### Exercise
How many lines of the material below contain the string "steel"? Case counts, so only matches with the same capitalization qualify; reply with the number alone.

[Items stored from a collection]
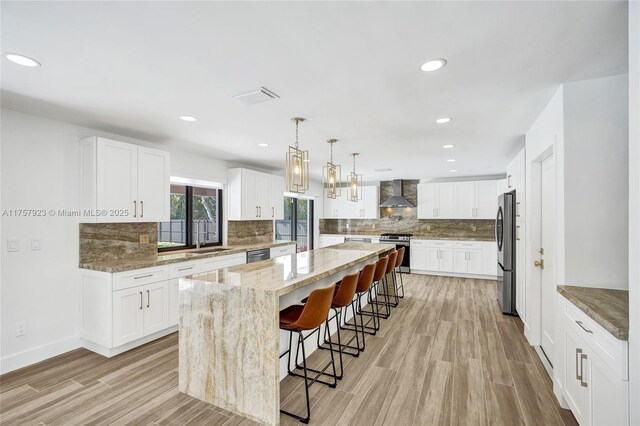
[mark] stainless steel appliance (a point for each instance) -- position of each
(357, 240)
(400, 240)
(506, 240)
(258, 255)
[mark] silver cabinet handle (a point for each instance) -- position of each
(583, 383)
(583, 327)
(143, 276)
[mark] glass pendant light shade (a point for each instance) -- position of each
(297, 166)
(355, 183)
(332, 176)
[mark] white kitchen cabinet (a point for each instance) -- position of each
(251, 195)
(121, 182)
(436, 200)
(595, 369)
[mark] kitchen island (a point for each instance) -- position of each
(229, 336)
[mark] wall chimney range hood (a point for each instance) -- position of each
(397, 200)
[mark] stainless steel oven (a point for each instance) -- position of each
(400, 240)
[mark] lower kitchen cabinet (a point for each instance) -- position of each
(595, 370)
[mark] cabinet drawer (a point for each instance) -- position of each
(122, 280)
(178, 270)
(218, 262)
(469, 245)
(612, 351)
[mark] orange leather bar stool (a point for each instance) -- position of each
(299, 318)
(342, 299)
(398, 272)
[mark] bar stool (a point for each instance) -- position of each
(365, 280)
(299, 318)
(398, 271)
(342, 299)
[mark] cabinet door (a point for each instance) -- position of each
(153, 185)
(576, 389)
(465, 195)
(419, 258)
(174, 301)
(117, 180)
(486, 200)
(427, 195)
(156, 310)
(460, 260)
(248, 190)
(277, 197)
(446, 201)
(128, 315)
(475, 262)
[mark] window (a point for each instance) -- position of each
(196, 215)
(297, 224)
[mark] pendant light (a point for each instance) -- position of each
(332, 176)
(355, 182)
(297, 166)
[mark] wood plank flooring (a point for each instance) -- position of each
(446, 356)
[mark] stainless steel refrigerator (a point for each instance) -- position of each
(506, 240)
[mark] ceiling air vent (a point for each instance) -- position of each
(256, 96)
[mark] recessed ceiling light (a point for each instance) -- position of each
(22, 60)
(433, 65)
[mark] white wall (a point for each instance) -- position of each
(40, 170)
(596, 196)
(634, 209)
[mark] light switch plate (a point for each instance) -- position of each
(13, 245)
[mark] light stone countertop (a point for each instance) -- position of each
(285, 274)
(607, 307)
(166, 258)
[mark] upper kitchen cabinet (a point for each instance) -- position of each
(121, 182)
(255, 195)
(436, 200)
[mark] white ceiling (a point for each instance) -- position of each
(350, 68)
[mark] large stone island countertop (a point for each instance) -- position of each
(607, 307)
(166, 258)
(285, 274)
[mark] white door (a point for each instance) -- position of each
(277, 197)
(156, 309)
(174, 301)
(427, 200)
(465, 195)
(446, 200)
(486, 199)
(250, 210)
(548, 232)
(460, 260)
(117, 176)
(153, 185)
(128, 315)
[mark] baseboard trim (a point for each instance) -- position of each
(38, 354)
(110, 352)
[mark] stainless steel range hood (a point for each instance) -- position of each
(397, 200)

--

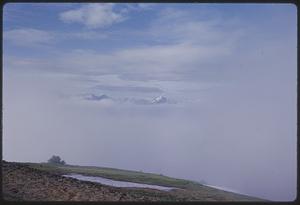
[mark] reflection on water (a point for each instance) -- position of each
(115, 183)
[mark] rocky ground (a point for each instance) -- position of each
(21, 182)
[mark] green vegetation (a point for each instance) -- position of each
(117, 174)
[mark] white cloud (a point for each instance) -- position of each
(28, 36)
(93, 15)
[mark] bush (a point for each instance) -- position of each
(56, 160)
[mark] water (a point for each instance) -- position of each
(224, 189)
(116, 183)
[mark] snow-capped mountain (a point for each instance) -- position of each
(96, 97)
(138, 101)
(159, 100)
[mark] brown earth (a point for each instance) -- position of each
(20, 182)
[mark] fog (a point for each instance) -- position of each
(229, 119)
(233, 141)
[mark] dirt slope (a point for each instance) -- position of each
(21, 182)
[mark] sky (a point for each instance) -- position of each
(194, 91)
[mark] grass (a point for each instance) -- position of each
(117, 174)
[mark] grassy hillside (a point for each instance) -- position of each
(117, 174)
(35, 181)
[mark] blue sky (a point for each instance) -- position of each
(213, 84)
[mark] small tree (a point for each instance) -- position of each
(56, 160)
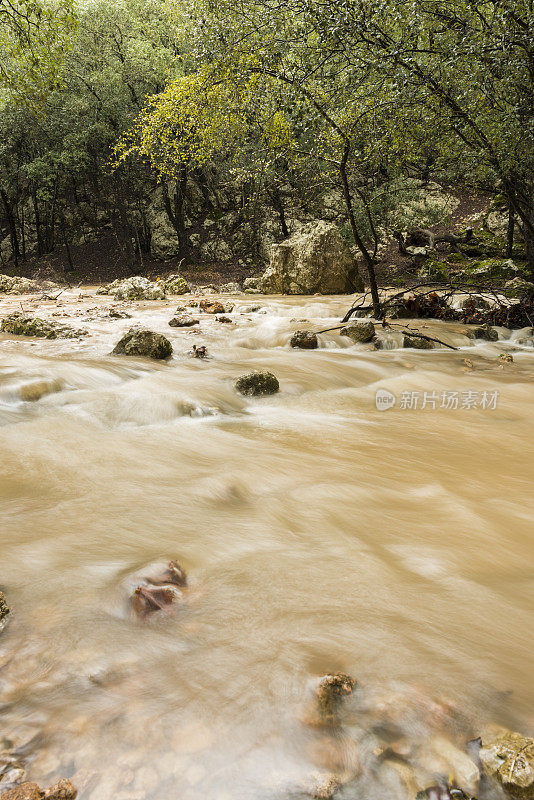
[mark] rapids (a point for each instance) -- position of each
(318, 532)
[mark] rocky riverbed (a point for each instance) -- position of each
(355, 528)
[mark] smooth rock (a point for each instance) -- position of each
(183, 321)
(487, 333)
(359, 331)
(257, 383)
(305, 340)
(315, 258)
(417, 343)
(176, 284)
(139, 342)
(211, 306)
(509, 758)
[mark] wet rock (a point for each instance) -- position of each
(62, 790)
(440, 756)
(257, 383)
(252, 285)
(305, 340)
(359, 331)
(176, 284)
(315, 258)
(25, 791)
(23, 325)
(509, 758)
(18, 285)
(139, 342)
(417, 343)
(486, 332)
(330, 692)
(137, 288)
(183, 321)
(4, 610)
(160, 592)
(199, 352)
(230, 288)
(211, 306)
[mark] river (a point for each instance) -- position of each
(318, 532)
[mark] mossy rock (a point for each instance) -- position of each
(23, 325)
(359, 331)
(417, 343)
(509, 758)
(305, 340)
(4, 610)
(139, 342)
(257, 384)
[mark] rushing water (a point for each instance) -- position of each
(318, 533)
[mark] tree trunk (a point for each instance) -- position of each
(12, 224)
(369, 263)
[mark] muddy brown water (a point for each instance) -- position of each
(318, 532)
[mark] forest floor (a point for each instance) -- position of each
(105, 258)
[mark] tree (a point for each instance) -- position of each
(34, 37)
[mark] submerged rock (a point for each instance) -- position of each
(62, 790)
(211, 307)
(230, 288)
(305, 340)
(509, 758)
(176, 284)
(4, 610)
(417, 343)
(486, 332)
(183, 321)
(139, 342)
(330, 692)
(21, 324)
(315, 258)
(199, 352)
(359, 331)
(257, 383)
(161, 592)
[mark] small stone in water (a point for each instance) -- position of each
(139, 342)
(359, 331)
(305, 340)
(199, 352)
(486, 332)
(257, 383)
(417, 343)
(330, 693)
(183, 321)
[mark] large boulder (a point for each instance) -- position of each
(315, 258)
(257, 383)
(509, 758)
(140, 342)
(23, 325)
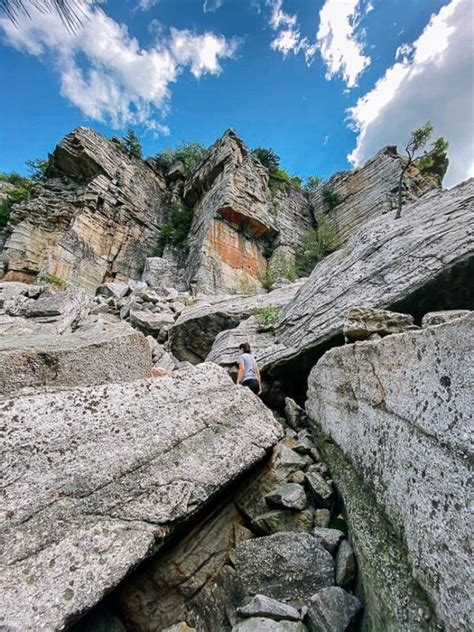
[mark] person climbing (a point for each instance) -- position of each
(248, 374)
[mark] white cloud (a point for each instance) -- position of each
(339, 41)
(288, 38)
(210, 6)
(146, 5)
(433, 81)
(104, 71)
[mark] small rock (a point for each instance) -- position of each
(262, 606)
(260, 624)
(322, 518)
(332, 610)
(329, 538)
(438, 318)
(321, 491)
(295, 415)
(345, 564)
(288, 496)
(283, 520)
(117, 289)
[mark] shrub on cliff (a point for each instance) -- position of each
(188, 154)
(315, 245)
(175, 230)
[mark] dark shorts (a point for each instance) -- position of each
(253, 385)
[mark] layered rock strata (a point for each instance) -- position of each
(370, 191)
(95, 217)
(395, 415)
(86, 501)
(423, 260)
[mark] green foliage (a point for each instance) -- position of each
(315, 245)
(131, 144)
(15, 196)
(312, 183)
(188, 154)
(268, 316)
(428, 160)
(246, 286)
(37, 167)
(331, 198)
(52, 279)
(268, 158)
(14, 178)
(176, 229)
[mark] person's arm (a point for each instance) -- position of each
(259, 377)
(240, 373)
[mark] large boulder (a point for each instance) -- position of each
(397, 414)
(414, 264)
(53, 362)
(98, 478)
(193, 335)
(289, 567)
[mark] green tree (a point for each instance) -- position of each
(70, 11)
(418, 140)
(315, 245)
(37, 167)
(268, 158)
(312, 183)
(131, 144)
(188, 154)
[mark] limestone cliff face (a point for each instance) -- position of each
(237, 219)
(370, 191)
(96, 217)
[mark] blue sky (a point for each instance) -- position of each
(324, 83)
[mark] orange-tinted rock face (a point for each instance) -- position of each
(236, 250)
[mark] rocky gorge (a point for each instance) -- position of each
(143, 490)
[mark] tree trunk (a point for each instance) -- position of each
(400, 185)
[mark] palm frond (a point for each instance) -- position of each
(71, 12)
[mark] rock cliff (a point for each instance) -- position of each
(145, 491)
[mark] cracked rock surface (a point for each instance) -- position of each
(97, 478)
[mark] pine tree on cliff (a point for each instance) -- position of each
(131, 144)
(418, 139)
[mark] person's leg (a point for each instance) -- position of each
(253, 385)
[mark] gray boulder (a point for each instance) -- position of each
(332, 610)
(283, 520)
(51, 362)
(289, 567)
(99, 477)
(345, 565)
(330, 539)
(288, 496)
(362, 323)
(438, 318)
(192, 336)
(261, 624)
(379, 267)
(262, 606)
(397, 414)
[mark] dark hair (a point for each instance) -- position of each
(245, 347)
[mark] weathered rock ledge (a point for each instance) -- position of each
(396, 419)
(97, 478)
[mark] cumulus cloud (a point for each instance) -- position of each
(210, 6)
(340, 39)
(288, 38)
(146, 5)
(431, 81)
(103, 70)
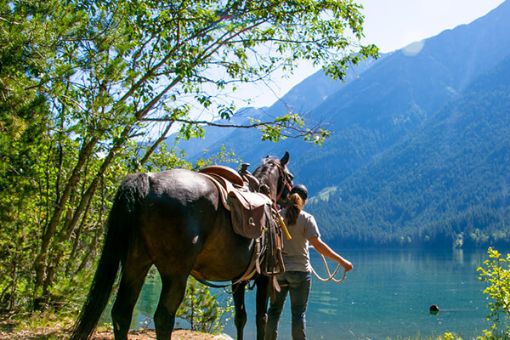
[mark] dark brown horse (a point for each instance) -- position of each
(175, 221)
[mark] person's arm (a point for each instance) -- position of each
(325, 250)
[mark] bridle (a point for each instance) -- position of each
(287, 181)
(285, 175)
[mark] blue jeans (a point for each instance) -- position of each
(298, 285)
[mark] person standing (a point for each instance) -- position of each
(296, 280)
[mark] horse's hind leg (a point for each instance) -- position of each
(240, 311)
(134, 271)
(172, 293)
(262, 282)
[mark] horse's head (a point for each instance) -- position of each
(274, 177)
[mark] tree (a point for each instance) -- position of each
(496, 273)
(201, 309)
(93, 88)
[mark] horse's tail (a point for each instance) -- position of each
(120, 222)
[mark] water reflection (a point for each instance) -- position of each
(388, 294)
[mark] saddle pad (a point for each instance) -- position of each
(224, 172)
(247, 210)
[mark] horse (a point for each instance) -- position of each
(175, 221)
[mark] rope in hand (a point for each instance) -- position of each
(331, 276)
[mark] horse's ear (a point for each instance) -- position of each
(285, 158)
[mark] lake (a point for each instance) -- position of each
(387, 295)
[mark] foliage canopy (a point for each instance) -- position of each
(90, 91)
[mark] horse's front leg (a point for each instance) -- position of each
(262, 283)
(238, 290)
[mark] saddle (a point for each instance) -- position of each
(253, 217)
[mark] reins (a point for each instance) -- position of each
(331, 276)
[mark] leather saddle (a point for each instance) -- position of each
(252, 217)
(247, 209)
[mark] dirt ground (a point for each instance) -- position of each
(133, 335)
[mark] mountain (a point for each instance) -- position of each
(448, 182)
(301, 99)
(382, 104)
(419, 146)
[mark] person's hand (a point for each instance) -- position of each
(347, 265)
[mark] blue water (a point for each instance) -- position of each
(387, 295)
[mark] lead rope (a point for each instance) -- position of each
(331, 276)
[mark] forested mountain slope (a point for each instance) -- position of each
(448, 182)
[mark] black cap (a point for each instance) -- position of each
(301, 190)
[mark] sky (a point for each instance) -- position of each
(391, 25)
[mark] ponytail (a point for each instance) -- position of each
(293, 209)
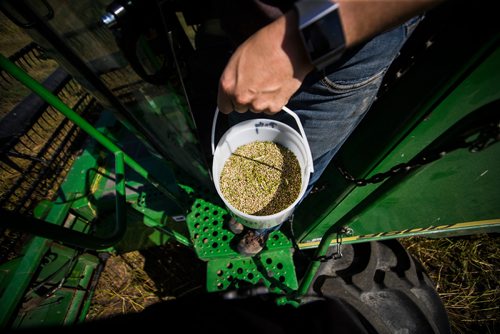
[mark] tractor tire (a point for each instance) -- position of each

==

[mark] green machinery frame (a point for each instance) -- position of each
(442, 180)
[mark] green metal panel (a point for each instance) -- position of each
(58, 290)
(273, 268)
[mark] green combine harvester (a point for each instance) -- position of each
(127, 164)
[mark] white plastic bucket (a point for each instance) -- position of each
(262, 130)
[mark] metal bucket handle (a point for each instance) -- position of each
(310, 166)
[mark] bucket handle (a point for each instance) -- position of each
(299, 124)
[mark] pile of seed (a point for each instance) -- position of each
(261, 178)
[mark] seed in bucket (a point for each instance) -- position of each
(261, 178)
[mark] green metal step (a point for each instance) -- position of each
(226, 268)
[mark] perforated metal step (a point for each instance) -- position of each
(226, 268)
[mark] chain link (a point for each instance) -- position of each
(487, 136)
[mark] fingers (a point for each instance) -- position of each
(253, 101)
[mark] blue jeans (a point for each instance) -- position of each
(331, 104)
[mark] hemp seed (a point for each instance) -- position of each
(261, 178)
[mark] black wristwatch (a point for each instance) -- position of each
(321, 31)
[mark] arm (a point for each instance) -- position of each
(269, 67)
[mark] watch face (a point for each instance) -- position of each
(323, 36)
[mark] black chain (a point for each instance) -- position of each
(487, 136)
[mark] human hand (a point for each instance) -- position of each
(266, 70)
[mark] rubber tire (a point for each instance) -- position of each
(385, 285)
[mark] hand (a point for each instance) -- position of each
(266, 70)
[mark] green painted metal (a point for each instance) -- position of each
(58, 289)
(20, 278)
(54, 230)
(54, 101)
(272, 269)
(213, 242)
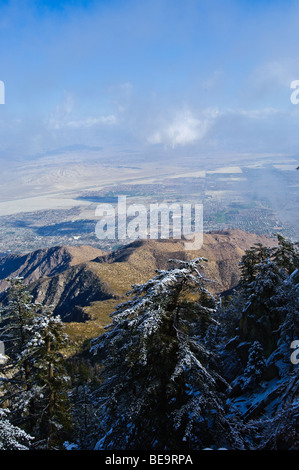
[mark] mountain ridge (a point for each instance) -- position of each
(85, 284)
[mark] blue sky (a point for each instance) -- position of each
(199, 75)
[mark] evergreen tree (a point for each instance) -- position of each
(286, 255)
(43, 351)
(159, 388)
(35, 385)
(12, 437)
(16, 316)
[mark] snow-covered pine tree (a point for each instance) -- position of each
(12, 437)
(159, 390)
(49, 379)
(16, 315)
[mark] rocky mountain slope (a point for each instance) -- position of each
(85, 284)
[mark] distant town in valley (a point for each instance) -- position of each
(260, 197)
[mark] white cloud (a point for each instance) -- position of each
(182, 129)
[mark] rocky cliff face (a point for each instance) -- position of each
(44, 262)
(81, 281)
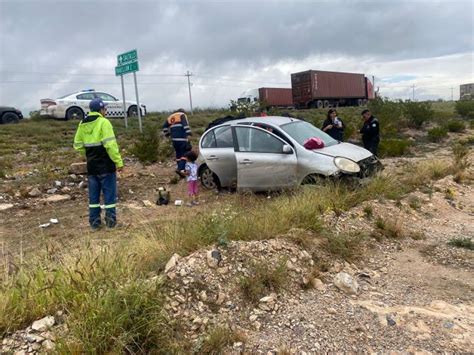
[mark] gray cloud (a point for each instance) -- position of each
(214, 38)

### Exercise response
4